___ Data shown ___
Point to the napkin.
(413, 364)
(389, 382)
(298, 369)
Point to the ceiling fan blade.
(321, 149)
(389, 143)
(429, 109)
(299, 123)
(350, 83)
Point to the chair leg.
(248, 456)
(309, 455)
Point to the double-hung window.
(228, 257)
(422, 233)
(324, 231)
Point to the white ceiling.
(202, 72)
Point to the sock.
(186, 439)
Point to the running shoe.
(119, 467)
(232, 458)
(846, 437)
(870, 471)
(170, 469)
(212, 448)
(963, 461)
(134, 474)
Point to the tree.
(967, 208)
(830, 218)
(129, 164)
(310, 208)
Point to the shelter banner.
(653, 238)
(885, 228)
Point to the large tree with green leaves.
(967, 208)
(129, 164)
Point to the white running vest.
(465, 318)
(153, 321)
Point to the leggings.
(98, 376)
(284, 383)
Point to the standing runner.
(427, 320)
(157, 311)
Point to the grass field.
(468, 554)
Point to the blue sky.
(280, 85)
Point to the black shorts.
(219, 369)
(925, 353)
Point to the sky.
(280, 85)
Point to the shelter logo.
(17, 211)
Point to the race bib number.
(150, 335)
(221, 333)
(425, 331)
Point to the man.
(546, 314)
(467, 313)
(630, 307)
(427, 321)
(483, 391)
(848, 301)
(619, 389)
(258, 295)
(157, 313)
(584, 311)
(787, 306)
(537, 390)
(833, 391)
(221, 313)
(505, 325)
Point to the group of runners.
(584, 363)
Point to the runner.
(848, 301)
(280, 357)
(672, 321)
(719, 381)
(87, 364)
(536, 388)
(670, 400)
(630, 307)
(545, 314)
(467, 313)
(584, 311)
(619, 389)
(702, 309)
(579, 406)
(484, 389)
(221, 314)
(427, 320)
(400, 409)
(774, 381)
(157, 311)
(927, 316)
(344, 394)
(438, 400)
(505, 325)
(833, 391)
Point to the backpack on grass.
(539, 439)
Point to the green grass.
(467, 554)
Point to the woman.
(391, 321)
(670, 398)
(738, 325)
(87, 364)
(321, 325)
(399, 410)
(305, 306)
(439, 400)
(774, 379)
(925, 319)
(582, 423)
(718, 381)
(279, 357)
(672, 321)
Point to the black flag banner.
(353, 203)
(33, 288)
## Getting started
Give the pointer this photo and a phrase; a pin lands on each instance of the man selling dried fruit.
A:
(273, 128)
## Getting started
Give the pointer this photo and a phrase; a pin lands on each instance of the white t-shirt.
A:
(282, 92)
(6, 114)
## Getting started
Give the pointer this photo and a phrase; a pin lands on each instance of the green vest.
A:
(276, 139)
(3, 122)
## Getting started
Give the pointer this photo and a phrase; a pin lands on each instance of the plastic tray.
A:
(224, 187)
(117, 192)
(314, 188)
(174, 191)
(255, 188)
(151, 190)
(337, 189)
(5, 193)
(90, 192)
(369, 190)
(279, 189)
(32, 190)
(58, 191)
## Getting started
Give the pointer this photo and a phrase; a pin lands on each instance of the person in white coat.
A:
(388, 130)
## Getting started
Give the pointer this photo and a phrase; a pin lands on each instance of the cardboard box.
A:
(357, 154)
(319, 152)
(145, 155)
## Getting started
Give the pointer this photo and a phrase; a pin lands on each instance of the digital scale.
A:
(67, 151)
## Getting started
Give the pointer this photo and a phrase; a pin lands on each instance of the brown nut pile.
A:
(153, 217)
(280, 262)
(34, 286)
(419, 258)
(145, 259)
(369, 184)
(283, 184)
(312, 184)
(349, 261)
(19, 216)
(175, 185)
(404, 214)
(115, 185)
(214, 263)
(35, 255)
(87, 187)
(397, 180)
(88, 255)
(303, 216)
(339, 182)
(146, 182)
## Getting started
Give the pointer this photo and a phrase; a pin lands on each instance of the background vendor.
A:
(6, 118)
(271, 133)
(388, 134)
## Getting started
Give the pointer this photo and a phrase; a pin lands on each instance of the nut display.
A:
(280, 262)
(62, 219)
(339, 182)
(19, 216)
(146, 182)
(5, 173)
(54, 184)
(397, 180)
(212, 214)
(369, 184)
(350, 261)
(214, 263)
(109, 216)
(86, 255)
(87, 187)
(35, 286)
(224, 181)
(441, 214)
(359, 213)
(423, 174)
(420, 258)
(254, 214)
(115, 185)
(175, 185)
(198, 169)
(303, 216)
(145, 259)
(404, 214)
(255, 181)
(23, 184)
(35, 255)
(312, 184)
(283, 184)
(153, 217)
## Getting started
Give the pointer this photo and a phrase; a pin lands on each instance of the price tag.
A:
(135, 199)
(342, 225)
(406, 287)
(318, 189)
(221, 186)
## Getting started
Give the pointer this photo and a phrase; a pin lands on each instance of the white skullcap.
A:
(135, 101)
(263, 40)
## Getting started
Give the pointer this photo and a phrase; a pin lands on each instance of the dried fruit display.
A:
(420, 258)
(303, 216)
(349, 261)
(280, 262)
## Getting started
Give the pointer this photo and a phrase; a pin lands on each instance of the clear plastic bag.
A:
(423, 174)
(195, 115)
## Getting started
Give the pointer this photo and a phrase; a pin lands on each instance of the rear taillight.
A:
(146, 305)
___
Challenge: Can you gather every line in the records that contains the word "dried", treating uppercase and lowercase letters as different?

Finished exercise:
Give the pointer this photo and a phrase; a pin lands on each instance of the man selling dried fruit.
Give the pointer this photo and a phrase; a pin lands on each instance of the dried fruit display.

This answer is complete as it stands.